— WHAT TO PRODUCE —
Only one portion of the data is to be written out: from the line bearing "Target: thin twig" through the line bearing "branch in the picture above.". Write it exactly as it appears.

— SUPPLIED MATERIAL —
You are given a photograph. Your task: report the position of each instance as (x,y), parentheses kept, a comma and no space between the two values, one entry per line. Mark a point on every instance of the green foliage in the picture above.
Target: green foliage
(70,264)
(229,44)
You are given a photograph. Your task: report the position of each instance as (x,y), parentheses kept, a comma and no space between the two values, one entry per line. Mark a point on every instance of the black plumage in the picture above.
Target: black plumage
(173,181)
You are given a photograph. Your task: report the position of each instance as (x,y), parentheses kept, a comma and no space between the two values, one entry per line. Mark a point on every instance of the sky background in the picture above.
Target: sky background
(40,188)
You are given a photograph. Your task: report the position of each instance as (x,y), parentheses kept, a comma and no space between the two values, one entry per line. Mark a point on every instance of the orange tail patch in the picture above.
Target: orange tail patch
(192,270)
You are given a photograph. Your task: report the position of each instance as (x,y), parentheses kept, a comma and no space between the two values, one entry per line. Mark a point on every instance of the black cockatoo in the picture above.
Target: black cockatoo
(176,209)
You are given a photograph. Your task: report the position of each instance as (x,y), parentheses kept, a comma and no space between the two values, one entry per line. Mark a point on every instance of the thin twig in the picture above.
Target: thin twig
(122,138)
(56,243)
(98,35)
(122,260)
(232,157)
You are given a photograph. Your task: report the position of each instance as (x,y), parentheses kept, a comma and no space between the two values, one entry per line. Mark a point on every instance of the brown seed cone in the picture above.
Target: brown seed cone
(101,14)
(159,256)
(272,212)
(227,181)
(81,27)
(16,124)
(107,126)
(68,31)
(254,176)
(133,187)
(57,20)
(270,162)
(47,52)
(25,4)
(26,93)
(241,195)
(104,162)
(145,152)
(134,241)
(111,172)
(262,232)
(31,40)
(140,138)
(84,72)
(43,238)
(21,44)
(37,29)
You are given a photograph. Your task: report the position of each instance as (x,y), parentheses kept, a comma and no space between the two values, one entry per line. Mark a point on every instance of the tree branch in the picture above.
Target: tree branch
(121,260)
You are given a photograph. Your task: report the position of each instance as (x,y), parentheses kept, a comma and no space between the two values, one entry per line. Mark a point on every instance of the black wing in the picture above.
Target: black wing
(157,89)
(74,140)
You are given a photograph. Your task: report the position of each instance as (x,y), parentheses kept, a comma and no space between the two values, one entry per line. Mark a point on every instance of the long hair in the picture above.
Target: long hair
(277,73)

...

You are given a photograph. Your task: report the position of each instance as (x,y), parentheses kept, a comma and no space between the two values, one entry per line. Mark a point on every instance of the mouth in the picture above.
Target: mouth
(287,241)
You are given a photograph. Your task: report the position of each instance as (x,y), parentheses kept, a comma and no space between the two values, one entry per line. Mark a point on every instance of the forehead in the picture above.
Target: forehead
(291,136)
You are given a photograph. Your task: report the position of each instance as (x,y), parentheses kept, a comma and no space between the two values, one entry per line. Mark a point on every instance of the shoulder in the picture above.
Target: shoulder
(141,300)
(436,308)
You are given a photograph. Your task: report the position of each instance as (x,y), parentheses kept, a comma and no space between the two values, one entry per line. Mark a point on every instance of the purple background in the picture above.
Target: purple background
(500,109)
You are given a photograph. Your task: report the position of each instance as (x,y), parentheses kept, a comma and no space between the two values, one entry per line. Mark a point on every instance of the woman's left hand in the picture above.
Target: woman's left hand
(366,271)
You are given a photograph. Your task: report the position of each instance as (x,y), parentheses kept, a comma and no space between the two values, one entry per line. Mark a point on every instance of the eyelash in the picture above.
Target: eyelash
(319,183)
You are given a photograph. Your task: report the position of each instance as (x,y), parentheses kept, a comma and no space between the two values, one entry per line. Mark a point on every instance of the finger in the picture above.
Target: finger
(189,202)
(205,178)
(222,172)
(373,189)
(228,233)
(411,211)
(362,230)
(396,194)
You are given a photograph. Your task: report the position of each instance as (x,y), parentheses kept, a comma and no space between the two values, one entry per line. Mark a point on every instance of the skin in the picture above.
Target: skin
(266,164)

— RESULT FOR THIS EXERCISE —
Target: thin twig
(122,138)
(56,243)
(98,35)
(122,260)
(232,157)
You are given a photograph. Your task: report the position of each instance as (x,y), parentheses kept, a comma and no space between the two values, one entry per line. Mark a point on every instance of the brown seed cone in the picture above.
Target: brown seed cone
(101,14)
(159,256)
(272,212)
(227,181)
(81,27)
(16,124)
(107,126)
(68,31)
(254,176)
(133,187)
(57,20)
(270,162)
(47,52)
(25,4)
(26,93)
(241,195)
(104,162)
(145,152)
(134,241)
(111,172)
(262,232)
(31,40)
(140,138)
(84,72)
(43,238)
(21,44)
(37,29)
You are given a photograph. Your task: report the position of each instance as (x,y), parentheses kept, a comma and no space between the two values, one entry per line. Mark a point on every instance of the tree branch in the picture above.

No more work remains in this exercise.